§ **What the task requires**
Reproduce every line of the listing below word for word, without changing anything.

==============================

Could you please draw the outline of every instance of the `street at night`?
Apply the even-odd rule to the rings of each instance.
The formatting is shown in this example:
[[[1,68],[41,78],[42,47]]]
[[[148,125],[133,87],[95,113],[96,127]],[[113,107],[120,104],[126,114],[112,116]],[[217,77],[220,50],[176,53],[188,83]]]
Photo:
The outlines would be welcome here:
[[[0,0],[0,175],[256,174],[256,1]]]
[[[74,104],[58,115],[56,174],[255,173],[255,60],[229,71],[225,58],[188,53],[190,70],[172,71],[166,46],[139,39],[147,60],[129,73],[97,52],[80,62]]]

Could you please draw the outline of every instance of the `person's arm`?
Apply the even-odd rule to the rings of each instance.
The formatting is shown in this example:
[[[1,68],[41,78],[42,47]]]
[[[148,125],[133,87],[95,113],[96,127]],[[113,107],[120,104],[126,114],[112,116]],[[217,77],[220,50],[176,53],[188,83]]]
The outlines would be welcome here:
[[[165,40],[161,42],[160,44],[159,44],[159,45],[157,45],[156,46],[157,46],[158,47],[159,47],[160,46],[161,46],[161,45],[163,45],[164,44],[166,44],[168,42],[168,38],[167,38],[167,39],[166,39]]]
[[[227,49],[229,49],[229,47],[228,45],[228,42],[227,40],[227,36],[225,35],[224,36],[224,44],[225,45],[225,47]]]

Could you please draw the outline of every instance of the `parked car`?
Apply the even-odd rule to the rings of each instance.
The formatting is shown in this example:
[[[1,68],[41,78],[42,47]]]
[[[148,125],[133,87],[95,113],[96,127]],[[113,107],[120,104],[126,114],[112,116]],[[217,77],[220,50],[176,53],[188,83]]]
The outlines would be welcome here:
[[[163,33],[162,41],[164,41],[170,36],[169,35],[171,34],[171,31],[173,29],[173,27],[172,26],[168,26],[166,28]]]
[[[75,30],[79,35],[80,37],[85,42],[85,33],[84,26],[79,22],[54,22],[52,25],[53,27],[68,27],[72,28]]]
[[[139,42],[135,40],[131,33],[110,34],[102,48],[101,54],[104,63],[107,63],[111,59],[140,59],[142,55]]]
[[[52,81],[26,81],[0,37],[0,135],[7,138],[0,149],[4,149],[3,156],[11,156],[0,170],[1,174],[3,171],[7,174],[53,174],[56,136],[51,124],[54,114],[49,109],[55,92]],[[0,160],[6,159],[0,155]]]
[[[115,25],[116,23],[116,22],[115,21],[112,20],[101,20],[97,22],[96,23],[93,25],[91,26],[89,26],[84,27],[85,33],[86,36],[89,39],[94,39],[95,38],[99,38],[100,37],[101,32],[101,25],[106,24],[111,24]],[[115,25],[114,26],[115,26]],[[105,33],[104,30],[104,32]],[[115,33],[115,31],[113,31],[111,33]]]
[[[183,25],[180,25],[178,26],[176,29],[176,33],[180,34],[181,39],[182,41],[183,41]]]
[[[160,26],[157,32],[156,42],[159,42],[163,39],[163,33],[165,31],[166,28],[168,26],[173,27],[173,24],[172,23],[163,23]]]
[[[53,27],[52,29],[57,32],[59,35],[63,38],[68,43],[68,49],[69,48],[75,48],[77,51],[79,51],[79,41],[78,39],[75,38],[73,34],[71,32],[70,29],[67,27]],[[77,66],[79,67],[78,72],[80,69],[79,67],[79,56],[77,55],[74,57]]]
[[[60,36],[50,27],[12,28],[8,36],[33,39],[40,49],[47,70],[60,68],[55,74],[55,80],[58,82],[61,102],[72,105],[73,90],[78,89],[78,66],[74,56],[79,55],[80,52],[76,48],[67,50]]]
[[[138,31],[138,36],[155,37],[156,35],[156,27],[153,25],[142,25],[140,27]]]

==============================

§ **Answer for this exercise**
Could you please draw the outline of every instance of the `street at night`?
Apply the even-odd rule to the rings of each instance.
The formatting is shown in this example:
[[[1,68],[41,78],[42,47]]]
[[[148,125],[133,87],[95,113],[96,127]],[[113,107],[120,104],[126,114],[112,116]],[[217,77],[220,50],[176,53],[188,83]]]
Photo:
The outlines would be welcome here:
[[[0,0],[0,175],[256,174],[256,1]]]
[[[74,104],[58,115],[56,174],[255,173],[255,60],[229,71],[225,58],[188,53],[190,70],[172,71],[166,46],[139,39],[147,60],[129,73],[97,52],[80,62]]]

Could you please draw the outline of every instance of the `person's arm`?
Apply the even-odd rule to the rings of each instance.
The formatting is shown in this example:
[[[1,68],[41,78],[42,47]]]
[[[148,125],[133,87],[95,113],[96,127]],[[113,107],[120,104],[126,114],[112,116]],[[217,77],[220,50],[176,53],[188,83]]]
The outlines would be welcome here:
[[[165,40],[161,42],[160,44],[159,44],[159,45],[157,45],[156,46],[157,46],[158,47],[159,47],[160,46],[161,46],[161,45],[163,45],[164,44],[166,44],[168,42],[168,38],[167,38],[167,39],[166,39]]]
[[[227,49],[229,49],[229,47],[228,45],[228,42],[227,40],[227,36],[225,35],[224,36],[224,44],[225,45],[225,47]]]

Could you please draw the outline of every instance of the `parked car`?
Apply the even-odd rule to the rings of each instance.
The formatting is shown in this example:
[[[1,68],[41,78],[42,47]]]
[[[148,125],[133,87],[95,113],[96,127]],[[113,107],[120,104],[126,114],[112,116]],[[217,77],[220,50],[176,53],[188,83]]]
The outlines would be welcome here:
[[[163,33],[162,41],[164,41],[170,36],[169,35],[171,34],[171,31],[173,29],[173,27],[172,26],[168,26],[166,28]]]
[[[75,30],[79,35],[80,37],[85,42],[85,33],[84,26],[79,22],[54,22],[52,25],[53,27],[68,27],[72,28]]]
[[[139,42],[135,40],[131,33],[110,34],[102,48],[101,54],[104,63],[107,63],[111,59],[140,59],[142,55]]]
[[[52,81],[26,81],[0,37],[0,135],[7,138],[0,149],[4,149],[3,156],[11,156],[0,170],[1,174],[3,171],[7,174],[53,174],[56,136],[51,124],[54,114],[49,109],[55,92]],[[0,160],[6,159],[0,155]]]
[[[115,25],[116,23],[116,22],[115,21],[112,20],[101,20],[97,22],[96,23],[93,25],[91,26],[89,26],[84,27],[85,33],[86,36],[89,39],[94,39],[95,38],[99,38],[100,37],[101,32],[101,25],[106,24],[111,24]],[[115,25],[114,26],[115,26]],[[105,33],[104,30],[104,32]],[[115,33],[115,31],[113,31],[111,33]]]
[[[183,25],[180,25],[178,26],[176,29],[176,33],[180,34],[181,39],[182,41],[183,41]]]
[[[160,26],[157,32],[156,42],[159,42],[163,39],[163,33],[165,31],[166,28],[168,26],[173,27],[173,24],[172,23],[163,23]]]
[[[53,27],[52,29],[57,32],[59,35],[63,38],[68,43],[68,49],[69,48],[75,48],[77,51],[79,51],[79,41],[78,39],[75,38],[73,34],[71,32],[70,29],[67,27]],[[77,66],[79,67],[78,72],[80,69],[79,67],[79,56],[77,55],[74,57]]]
[[[60,36],[50,27],[12,28],[8,36],[33,39],[40,49],[47,70],[60,68],[55,74],[55,80],[58,82],[61,102],[72,105],[73,90],[78,89],[78,66],[74,56],[79,55],[80,52],[76,48],[67,50]]]
[[[138,31],[138,36],[155,37],[156,35],[156,27],[153,25],[142,25],[140,27]]]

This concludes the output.